* [Dataset]:
******

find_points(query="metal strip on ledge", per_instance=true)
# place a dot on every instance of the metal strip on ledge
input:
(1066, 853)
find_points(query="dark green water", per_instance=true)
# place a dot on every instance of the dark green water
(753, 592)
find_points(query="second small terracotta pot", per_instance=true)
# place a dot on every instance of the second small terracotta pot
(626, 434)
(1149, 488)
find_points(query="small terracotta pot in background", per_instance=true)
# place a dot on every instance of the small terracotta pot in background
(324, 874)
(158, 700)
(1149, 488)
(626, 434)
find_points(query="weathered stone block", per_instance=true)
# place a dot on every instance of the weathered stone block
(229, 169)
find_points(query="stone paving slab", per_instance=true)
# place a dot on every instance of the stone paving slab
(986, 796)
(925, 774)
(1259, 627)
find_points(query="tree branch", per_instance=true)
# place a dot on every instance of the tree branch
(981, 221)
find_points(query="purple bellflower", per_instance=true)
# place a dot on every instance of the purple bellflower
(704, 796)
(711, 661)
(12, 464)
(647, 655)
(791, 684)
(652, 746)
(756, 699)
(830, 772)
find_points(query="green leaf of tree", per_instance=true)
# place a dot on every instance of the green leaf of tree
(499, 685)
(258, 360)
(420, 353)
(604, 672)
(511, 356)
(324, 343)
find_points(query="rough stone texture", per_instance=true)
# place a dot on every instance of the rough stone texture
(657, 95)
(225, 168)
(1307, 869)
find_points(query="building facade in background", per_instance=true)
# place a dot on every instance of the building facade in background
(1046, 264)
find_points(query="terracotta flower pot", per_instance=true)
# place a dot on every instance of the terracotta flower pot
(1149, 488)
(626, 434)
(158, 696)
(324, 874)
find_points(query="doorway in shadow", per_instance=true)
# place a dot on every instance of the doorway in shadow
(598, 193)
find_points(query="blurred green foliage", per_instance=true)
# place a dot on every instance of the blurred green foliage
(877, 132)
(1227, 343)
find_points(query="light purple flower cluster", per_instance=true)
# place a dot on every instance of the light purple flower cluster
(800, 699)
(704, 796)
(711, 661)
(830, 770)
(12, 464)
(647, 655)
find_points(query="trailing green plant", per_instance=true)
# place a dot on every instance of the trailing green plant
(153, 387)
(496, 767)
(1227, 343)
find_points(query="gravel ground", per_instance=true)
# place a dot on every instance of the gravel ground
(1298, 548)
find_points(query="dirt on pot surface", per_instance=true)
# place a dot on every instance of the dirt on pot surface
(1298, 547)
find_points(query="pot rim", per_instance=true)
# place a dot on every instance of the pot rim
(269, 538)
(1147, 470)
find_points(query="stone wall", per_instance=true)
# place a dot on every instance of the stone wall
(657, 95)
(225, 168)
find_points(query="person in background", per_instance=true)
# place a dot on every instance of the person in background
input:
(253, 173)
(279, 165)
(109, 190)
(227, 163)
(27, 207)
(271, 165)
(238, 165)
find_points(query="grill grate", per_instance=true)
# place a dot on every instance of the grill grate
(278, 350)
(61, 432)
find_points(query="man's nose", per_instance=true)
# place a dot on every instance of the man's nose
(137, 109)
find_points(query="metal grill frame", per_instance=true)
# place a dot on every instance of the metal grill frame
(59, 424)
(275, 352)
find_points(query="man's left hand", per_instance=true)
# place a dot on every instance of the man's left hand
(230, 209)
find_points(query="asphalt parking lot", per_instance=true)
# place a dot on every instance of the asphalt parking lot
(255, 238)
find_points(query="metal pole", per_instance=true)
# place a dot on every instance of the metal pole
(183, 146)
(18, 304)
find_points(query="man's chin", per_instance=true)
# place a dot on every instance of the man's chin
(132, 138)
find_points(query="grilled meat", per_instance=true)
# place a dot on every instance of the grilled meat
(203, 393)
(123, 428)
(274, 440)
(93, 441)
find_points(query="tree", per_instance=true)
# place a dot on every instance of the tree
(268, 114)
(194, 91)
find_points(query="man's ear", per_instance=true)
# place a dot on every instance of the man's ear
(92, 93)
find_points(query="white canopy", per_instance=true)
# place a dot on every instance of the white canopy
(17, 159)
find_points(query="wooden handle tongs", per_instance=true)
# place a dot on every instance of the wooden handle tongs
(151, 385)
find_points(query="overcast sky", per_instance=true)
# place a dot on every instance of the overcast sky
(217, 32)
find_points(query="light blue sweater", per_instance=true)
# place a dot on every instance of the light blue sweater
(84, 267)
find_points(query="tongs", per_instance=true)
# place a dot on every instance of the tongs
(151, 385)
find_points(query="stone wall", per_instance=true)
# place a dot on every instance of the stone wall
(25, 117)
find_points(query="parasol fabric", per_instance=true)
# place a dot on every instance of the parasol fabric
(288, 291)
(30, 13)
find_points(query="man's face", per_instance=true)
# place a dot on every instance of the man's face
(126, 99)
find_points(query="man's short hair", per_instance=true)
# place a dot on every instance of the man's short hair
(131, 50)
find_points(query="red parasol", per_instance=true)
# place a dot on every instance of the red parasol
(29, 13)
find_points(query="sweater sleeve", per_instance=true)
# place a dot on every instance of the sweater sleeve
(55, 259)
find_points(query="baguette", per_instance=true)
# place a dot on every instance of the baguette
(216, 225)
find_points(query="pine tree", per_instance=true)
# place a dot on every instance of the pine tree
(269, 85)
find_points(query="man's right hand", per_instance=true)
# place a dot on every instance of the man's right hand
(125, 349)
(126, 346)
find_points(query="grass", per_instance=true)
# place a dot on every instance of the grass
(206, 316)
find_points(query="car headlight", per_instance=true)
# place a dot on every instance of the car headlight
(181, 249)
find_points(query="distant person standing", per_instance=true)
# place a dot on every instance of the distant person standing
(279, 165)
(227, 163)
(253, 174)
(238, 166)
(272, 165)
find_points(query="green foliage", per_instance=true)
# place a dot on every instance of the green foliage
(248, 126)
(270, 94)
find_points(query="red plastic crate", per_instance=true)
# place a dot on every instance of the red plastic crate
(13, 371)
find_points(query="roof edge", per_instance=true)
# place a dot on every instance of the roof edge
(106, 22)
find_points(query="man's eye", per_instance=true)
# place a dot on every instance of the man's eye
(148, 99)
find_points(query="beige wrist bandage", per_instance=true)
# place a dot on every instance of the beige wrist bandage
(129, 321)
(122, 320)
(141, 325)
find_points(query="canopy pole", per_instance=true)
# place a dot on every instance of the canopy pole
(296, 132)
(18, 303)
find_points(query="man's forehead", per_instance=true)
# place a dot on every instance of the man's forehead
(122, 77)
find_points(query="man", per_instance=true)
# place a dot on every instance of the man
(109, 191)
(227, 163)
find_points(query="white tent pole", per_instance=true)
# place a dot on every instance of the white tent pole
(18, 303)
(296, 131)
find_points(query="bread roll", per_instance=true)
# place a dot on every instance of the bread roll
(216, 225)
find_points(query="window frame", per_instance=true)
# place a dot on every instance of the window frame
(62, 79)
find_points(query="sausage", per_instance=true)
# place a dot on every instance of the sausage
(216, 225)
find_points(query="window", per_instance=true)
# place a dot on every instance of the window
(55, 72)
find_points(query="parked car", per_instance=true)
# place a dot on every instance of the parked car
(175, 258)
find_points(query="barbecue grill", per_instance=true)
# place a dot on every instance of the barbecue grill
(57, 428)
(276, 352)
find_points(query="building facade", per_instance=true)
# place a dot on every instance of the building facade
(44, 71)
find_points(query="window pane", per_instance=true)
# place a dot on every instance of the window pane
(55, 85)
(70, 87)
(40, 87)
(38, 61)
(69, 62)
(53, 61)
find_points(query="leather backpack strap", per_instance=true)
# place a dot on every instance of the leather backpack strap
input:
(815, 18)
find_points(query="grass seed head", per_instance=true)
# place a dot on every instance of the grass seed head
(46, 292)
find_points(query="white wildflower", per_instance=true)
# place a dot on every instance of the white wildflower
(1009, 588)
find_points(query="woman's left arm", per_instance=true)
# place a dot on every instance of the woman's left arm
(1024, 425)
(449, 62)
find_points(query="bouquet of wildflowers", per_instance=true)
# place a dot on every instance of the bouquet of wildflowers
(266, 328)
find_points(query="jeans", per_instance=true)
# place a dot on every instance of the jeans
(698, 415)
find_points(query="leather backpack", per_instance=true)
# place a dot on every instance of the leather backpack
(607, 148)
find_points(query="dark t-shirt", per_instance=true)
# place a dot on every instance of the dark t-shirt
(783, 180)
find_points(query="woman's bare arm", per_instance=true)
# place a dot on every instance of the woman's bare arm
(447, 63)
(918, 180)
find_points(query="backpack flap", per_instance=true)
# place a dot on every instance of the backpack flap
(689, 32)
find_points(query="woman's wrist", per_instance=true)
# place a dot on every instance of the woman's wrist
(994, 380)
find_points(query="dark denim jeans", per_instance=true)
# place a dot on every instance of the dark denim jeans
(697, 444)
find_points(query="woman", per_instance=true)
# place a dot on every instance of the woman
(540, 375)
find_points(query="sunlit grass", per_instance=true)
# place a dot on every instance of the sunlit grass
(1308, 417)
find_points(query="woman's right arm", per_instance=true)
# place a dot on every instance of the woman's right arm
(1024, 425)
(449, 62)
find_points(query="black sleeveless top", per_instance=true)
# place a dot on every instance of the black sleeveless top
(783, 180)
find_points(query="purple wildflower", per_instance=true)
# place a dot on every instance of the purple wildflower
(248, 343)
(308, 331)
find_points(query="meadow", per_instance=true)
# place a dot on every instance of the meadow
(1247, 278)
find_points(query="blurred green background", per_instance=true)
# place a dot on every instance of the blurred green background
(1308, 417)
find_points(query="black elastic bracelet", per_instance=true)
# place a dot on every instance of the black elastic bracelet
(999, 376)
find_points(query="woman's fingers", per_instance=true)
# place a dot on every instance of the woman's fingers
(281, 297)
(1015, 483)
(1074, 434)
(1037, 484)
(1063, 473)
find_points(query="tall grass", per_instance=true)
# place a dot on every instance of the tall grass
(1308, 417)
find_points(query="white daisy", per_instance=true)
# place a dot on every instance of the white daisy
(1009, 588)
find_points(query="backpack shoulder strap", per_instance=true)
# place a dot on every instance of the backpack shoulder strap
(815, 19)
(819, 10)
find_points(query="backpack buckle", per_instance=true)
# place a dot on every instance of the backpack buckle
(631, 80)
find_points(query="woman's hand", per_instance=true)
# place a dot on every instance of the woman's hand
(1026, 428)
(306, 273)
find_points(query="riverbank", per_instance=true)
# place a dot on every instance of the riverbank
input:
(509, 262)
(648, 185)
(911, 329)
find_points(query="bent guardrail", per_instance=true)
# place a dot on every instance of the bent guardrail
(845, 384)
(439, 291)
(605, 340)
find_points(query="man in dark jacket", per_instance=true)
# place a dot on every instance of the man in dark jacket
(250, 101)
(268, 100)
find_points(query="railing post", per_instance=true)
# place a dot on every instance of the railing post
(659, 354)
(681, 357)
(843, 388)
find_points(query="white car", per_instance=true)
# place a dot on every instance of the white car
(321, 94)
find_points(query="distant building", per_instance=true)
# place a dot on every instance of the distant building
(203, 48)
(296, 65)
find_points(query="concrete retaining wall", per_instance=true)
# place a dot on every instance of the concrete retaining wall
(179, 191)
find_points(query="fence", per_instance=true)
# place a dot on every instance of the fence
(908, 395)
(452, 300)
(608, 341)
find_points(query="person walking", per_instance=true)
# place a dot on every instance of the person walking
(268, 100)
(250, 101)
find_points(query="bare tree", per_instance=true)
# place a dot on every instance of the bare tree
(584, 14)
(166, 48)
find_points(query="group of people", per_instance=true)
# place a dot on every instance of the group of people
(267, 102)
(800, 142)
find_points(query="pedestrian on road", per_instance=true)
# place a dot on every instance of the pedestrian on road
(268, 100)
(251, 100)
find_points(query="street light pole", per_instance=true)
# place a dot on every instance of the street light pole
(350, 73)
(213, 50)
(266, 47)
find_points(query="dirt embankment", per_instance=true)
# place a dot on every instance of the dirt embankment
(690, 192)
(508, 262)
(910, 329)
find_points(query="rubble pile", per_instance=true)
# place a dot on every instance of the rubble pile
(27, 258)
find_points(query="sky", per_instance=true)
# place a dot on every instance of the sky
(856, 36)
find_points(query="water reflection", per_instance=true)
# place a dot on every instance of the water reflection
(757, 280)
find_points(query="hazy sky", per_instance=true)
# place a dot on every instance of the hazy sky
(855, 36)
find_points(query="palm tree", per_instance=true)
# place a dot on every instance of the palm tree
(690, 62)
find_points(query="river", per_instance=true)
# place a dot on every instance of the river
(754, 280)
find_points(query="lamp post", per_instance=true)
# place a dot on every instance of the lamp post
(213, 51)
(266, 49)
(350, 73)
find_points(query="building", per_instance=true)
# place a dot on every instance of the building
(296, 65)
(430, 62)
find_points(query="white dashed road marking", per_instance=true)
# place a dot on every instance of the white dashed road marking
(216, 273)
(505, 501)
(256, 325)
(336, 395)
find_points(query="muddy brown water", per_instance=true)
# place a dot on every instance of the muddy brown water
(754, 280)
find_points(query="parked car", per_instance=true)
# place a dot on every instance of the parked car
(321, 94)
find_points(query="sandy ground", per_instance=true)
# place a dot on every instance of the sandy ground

******

* [What the exercise asks]:
Could you copy every line from the records that mentions the word "riverbank"?

* [Your response]:
find_points(query="riverbank", per_instance=true)
# place a dot on every instance of the riverbank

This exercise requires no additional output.